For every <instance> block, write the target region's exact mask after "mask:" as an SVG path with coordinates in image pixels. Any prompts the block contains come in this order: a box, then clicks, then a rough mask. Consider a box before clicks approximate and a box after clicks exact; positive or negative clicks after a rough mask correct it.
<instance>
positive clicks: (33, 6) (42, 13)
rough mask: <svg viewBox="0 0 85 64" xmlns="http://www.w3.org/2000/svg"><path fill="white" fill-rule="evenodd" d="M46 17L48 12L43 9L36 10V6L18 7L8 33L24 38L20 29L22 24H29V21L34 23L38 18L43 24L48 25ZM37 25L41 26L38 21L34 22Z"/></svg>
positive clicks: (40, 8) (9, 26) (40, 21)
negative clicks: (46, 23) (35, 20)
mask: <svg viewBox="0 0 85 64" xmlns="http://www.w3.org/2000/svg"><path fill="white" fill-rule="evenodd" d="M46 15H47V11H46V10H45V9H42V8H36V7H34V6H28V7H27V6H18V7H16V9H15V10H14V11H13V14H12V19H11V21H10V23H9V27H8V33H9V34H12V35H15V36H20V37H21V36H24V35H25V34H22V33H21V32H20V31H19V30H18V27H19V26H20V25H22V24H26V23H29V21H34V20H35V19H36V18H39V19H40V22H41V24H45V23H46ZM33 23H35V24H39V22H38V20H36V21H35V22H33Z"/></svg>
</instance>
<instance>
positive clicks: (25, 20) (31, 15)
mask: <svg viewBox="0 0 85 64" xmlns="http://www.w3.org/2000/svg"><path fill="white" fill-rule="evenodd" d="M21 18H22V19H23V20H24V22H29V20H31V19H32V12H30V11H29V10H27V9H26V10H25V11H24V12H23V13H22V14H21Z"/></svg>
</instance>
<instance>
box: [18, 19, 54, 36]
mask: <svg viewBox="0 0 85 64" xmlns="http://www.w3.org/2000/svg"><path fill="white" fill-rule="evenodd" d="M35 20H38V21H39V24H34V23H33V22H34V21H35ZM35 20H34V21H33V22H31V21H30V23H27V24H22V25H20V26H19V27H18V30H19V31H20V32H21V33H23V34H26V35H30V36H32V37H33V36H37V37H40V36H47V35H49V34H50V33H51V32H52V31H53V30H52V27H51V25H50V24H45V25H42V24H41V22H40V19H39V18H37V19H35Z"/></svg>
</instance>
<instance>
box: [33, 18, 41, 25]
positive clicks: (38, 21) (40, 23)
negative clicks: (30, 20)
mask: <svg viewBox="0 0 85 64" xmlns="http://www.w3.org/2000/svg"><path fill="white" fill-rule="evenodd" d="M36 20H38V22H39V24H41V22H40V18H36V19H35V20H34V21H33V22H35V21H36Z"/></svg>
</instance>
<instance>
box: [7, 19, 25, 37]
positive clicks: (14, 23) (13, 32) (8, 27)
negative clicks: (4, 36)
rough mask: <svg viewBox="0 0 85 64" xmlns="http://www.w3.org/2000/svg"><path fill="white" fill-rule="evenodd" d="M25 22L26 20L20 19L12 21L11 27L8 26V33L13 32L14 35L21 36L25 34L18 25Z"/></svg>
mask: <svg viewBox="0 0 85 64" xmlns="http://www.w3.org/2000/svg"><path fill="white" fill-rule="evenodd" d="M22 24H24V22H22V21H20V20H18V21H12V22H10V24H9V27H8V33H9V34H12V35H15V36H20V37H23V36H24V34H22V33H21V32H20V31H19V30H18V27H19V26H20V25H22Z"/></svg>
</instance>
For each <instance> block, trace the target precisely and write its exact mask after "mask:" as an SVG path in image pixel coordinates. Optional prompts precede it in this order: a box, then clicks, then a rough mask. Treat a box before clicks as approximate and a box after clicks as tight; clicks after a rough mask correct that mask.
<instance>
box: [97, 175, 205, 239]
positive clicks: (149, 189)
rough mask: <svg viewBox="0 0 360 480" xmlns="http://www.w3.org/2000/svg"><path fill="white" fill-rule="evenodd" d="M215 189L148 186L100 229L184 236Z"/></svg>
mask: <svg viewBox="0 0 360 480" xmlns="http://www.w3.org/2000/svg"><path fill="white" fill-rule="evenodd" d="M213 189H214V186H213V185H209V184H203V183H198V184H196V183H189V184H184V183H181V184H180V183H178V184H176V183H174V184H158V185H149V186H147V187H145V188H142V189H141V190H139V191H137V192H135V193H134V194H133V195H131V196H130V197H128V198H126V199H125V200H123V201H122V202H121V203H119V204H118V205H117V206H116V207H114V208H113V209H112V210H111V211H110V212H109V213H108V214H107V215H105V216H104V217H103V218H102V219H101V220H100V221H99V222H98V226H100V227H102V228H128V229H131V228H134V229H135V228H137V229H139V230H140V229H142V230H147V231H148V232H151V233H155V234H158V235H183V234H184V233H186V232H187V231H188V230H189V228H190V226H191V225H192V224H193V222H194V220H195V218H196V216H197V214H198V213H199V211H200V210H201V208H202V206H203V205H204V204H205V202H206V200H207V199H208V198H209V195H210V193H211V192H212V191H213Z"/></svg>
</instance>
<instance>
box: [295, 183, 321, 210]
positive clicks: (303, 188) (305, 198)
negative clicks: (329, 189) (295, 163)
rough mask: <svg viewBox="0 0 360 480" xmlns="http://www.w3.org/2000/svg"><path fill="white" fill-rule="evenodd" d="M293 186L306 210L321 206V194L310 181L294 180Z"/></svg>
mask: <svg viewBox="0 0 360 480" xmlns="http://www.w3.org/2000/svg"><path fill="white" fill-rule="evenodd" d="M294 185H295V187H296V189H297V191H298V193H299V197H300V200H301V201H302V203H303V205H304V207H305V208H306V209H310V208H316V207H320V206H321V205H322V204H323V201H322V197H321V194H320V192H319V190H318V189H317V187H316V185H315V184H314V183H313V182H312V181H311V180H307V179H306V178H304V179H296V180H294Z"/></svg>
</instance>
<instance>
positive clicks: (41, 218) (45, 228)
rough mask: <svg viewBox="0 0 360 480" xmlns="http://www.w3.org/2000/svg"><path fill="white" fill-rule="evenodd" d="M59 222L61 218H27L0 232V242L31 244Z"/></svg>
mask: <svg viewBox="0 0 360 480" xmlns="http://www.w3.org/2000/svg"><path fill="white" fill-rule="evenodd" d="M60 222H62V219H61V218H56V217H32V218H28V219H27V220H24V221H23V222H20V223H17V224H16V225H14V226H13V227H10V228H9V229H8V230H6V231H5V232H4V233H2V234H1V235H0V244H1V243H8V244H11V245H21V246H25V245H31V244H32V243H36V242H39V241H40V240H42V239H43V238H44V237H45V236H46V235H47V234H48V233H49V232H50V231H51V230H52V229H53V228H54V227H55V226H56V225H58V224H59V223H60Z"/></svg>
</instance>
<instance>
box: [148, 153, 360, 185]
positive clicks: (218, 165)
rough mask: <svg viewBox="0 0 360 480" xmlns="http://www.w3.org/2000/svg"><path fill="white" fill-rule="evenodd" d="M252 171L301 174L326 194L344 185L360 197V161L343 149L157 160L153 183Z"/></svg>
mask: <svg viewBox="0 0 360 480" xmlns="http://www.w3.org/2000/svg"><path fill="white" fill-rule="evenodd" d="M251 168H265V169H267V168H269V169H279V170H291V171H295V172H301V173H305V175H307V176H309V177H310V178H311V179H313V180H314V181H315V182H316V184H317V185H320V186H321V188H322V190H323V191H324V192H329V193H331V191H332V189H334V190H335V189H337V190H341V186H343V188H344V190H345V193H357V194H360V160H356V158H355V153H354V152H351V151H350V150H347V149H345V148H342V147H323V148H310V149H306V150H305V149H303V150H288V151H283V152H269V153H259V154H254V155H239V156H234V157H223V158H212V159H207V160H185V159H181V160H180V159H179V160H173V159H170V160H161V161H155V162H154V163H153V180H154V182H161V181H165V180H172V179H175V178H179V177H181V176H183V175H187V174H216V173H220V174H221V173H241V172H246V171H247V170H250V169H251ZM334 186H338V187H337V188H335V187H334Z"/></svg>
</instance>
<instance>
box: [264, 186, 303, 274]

## WHAT THIS TASK INVOLVES
Repeat the items verbatim, from the start through the line containing "positive clicks: (40, 8) (9, 26) (40, 21)", inclusive.

## SOLUTION FOR THIS PROBLEM
For every <instance> block, write the target region's exact mask after "mask:" as an SVG path with coordinates in image pixels. Any prompts the block contains come in this order: a box, then clicks, then a rough mask. Consider a box before clicks approximate and a box after clicks exact; positive or negative clicks after a rough mask correct it.
<instance>
positive clicks: (33, 6) (42, 13)
rough mask: <svg viewBox="0 0 85 64" xmlns="http://www.w3.org/2000/svg"><path fill="white" fill-rule="evenodd" d="M46 17L48 12L43 9L36 10V6L18 7L8 33L24 38L20 29L22 24H29V21L34 23L38 18L43 24L48 25ZM37 25L41 26L38 21L34 22Z"/></svg>
positive clicks: (40, 8) (9, 26) (40, 21)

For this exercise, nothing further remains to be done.